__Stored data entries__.
___

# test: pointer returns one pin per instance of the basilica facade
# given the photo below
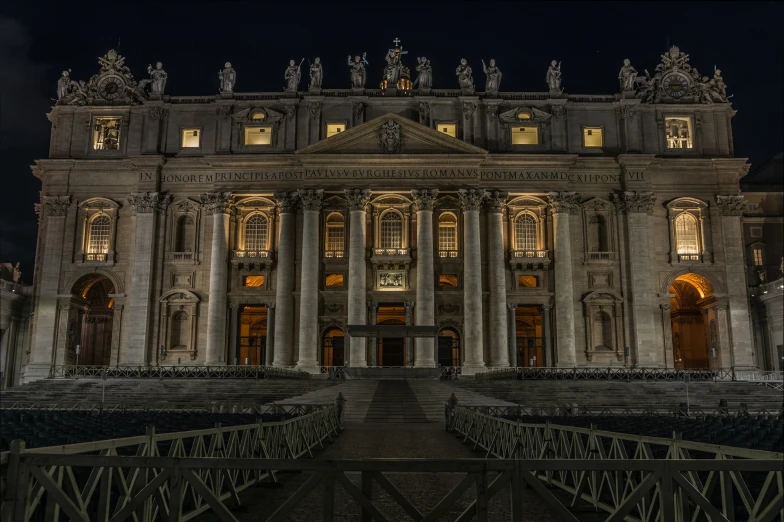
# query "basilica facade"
(528, 229)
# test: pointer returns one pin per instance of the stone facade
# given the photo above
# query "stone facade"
(211, 205)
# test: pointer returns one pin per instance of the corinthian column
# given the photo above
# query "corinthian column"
(218, 205)
(357, 283)
(563, 204)
(144, 207)
(308, 294)
(499, 355)
(284, 282)
(424, 312)
(471, 201)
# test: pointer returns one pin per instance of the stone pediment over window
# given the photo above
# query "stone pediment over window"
(392, 135)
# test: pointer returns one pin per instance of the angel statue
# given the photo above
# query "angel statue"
(227, 77)
(554, 76)
(493, 73)
(358, 74)
(464, 77)
(292, 76)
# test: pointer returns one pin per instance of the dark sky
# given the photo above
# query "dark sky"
(193, 40)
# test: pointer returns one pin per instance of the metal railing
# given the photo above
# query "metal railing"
(165, 372)
(632, 477)
(146, 486)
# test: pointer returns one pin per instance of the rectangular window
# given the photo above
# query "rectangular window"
(527, 135)
(593, 137)
(678, 130)
(253, 281)
(191, 138)
(258, 135)
(335, 128)
(450, 129)
(334, 281)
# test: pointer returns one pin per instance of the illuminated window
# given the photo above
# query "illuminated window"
(447, 280)
(525, 135)
(525, 232)
(100, 230)
(335, 128)
(447, 235)
(106, 134)
(391, 230)
(679, 132)
(527, 281)
(191, 138)
(593, 137)
(256, 233)
(334, 281)
(253, 281)
(258, 135)
(449, 129)
(686, 238)
(758, 259)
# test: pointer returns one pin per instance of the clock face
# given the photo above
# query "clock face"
(676, 85)
(111, 87)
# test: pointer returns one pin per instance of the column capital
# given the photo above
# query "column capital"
(217, 202)
(635, 202)
(424, 199)
(471, 199)
(311, 199)
(56, 206)
(497, 201)
(358, 198)
(563, 202)
(732, 205)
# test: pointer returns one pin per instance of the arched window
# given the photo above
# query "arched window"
(336, 234)
(686, 239)
(256, 233)
(185, 233)
(525, 232)
(100, 232)
(447, 235)
(391, 230)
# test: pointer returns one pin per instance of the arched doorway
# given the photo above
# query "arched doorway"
(691, 323)
(448, 347)
(90, 330)
(333, 348)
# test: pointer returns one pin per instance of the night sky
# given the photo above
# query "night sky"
(194, 39)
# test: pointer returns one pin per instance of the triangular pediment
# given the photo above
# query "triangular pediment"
(415, 139)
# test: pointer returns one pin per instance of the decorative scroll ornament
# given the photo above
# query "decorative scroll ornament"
(635, 202)
(497, 201)
(390, 137)
(564, 202)
(286, 201)
(471, 199)
(731, 205)
(357, 199)
(217, 202)
(56, 206)
(424, 199)
(311, 199)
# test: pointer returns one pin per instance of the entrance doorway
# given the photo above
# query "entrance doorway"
(91, 324)
(391, 351)
(530, 339)
(333, 348)
(690, 335)
(448, 347)
(252, 336)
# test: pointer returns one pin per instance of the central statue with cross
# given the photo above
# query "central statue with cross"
(395, 73)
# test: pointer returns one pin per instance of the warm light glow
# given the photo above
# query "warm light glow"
(258, 135)
(525, 135)
(593, 137)
(191, 138)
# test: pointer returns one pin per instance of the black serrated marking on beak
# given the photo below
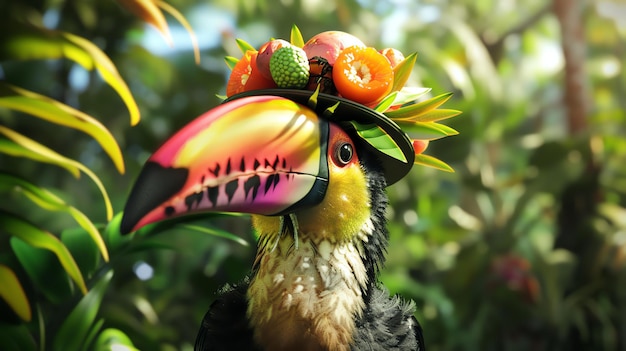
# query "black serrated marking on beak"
(228, 166)
(253, 183)
(155, 185)
(242, 165)
(231, 188)
(211, 193)
(193, 200)
(215, 171)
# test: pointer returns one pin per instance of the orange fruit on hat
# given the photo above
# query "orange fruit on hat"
(363, 75)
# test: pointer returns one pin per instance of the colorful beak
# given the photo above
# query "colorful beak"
(261, 155)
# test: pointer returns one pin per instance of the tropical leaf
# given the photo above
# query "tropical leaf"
(402, 72)
(83, 249)
(47, 200)
(183, 21)
(216, 232)
(409, 94)
(296, 37)
(76, 327)
(12, 292)
(415, 110)
(149, 12)
(112, 339)
(45, 272)
(93, 333)
(10, 148)
(378, 138)
(40, 238)
(43, 154)
(433, 162)
(17, 338)
(19, 99)
(21, 42)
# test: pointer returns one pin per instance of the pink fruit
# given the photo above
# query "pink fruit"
(265, 54)
(328, 45)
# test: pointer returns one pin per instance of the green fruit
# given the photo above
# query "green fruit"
(289, 67)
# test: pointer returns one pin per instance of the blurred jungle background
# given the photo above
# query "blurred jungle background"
(522, 248)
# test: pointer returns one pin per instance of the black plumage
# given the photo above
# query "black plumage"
(386, 323)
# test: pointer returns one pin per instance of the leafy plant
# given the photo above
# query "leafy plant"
(35, 267)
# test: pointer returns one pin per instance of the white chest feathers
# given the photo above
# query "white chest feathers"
(307, 298)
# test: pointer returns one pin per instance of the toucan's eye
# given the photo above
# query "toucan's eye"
(344, 153)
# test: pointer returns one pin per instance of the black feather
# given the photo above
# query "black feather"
(386, 324)
(225, 326)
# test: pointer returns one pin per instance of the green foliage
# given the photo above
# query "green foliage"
(522, 248)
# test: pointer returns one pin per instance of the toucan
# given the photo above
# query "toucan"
(315, 188)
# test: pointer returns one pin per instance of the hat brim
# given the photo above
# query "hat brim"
(347, 111)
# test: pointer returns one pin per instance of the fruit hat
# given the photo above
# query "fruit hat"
(356, 86)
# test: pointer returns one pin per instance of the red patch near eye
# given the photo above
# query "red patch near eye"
(341, 148)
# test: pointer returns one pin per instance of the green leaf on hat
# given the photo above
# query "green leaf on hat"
(231, 62)
(386, 102)
(296, 37)
(433, 162)
(378, 138)
(409, 94)
(427, 130)
(436, 115)
(411, 112)
(402, 72)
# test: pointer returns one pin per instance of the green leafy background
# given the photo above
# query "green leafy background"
(522, 248)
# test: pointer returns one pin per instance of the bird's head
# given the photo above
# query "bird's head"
(272, 153)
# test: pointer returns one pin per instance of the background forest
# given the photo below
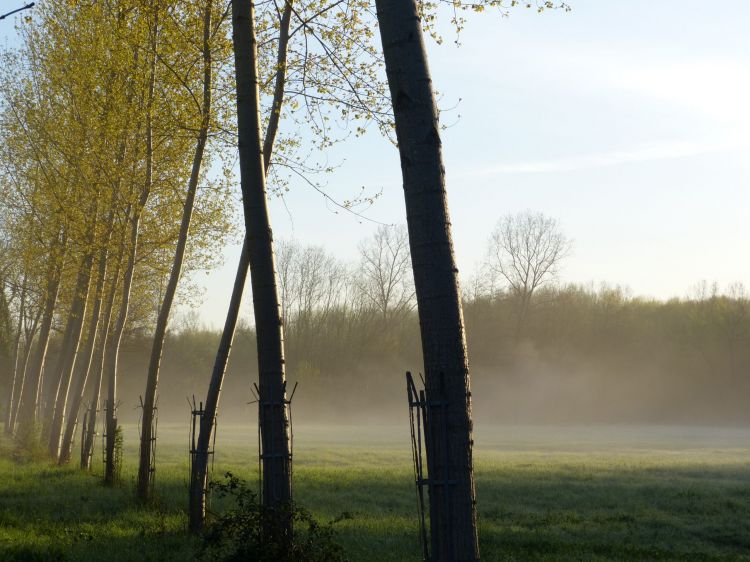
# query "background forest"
(585, 353)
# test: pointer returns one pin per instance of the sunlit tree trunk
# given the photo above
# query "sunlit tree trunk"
(449, 453)
(274, 425)
(152, 378)
(114, 347)
(23, 369)
(27, 415)
(98, 365)
(199, 476)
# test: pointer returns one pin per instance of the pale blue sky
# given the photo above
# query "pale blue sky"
(629, 122)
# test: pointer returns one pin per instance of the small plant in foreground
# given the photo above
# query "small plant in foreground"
(251, 531)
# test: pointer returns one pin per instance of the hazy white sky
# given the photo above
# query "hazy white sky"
(627, 121)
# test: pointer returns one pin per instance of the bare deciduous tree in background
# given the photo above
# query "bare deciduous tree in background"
(384, 279)
(525, 252)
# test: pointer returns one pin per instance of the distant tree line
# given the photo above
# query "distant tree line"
(585, 353)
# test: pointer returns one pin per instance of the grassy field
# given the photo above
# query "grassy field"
(543, 494)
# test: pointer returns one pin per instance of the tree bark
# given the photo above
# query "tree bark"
(73, 330)
(274, 424)
(27, 415)
(144, 490)
(199, 475)
(83, 365)
(449, 427)
(87, 446)
(113, 348)
(17, 382)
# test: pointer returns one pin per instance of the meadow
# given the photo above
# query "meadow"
(544, 493)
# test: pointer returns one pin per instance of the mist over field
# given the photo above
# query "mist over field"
(587, 357)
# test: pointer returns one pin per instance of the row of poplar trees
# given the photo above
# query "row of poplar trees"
(121, 121)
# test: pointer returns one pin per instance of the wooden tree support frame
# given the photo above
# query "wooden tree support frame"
(265, 405)
(429, 434)
(152, 437)
(197, 414)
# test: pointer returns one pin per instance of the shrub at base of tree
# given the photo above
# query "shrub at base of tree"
(251, 531)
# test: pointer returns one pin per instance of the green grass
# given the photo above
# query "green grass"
(543, 494)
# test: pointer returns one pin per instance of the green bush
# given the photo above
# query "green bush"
(251, 531)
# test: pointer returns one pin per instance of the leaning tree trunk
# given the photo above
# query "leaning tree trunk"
(87, 446)
(199, 475)
(29, 337)
(68, 354)
(145, 481)
(85, 359)
(17, 382)
(27, 414)
(144, 490)
(111, 425)
(274, 423)
(113, 347)
(449, 427)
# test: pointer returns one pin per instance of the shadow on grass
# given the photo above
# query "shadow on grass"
(529, 509)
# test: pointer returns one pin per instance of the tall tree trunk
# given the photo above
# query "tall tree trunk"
(199, 475)
(449, 427)
(83, 365)
(17, 383)
(109, 472)
(27, 415)
(24, 370)
(274, 425)
(144, 490)
(74, 328)
(87, 446)
(113, 347)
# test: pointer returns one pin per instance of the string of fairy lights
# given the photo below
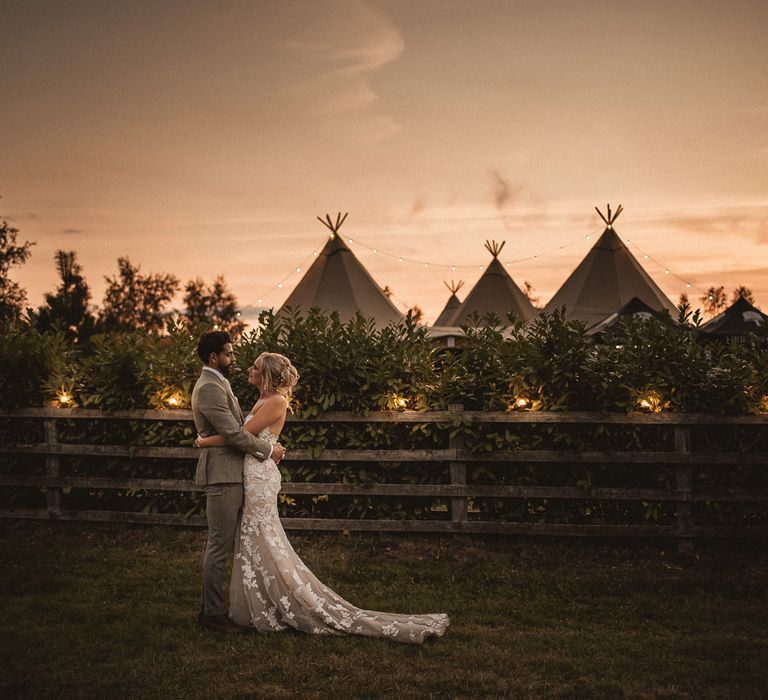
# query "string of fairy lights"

___

__Task__. The expected answer is each line of the records above that includes the string "lights".

__Finished exercise__.
# test: pointer returns one pin per instance of the string of fairy lights
# query "string of fairy lights"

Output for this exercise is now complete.